▶ **WHAT THE TASK ASKS**:
Please reproduce every record exactly as written, leaving out the pictures.

▶ **SOURCE DATA**:
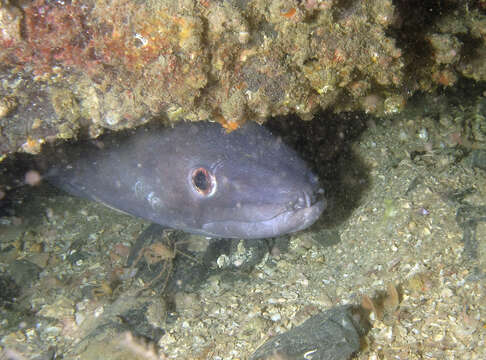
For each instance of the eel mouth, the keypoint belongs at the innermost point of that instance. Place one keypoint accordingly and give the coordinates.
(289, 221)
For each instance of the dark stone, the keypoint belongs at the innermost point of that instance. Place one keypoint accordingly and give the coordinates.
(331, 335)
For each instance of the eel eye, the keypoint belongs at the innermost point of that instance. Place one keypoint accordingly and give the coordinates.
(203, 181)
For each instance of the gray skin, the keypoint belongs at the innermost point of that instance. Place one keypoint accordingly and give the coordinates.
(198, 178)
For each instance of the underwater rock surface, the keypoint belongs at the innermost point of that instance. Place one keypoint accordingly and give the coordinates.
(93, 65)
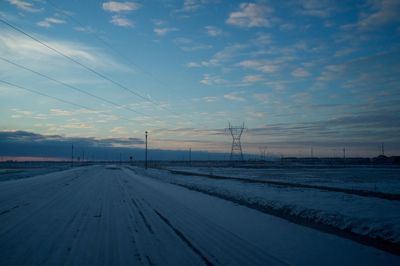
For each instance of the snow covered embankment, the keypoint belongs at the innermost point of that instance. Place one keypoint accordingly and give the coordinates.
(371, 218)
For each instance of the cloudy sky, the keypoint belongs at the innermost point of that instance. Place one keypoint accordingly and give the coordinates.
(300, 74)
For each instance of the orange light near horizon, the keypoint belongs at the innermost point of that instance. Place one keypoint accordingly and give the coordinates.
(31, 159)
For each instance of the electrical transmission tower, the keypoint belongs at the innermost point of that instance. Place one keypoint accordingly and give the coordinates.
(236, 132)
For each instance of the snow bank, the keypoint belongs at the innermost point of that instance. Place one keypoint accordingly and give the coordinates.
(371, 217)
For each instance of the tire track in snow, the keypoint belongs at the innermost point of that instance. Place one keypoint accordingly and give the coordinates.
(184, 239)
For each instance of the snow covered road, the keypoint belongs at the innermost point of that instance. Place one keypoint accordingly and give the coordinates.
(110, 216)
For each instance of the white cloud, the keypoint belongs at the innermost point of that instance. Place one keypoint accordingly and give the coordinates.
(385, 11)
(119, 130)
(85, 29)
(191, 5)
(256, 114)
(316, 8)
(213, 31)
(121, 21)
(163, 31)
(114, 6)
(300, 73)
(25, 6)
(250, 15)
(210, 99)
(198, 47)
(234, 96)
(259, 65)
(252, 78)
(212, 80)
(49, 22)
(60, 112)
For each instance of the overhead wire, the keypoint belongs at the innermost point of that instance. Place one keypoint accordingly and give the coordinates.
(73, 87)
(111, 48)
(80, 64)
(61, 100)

▶ **SOLUTION TO THE EXERCISE**:
For each instance of the eel mouth, the keypoint belongs at the innermost point of that instance. Place one keypoint accordingly and give the coordinates.
(289, 221)
For each instance of the dark stone, the keypoint belongs at the innermost point of that instance. Place one keypoint accordingly and give the coordinates.
(331, 335)
For each instance of the eel eye, the keypoint belongs at the innermost point of that instance. Place one keypoint accordingly and give the coordinates.
(203, 181)
For each instance of the gray skin, the keypoint belongs at the innermost point of that instance. Place one keypoint accordingly and give the coordinates.
(198, 178)
For each instance of the underwater rock surface, the keypoint belongs at the innermost point of that instance. Place one keypoint accordingly and give the coordinates.
(93, 65)
For each instance of the snow covered embankment, the keypoint belongs at the innermost point of that instance. Place one keypoint accordingly and give the coordinates.
(371, 218)
For each instance of the cloudy sky, the keypoint belongs at the innermost point of that instance. Place one keypoint accordingly and give the coordinates.
(300, 74)
For each instance of the orange light near horizon, the keypoint belongs at the innermost point of that instance. Place one keypoint accordingly and give the coordinates.
(31, 159)
For each instance of the electrical transmission tower, the keypoint belongs at the innermost point of that instance. Place one keypoint accordingly and give the coordinates.
(236, 132)
For each instance of the snow bank, the keypoint belongs at the innermost point of that instance. Place one keypoint accordingly and give the coordinates.
(371, 217)
For each instance of the tire track in snow, the keypoint belongs at the innermost point of that instance. Place one keypoint accordingly and give the coordinates.
(184, 239)
For each instance of the snow covered road, the keypoint belongs at the innermost point of that instance. Place one keypoint accordingly and give the coordinates.
(110, 216)
For each instance of the white cloud, the keypoint belongs at the innermost point of that instance. Place one keypoint accordingly and give the coordinates.
(385, 11)
(119, 130)
(85, 29)
(191, 5)
(256, 114)
(316, 8)
(213, 31)
(121, 21)
(163, 31)
(114, 6)
(300, 73)
(25, 6)
(250, 15)
(210, 99)
(198, 47)
(234, 96)
(259, 65)
(252, 78)
(212, 80)
(49, 22)
(60, 112)
For each instance of the overhead wire, the keypoint belongs at the innermost point of that instance. Place one keypoint accordingly and give the coordinates.
(73, 87)
(111, 48)
(80, 64)
(61, 100)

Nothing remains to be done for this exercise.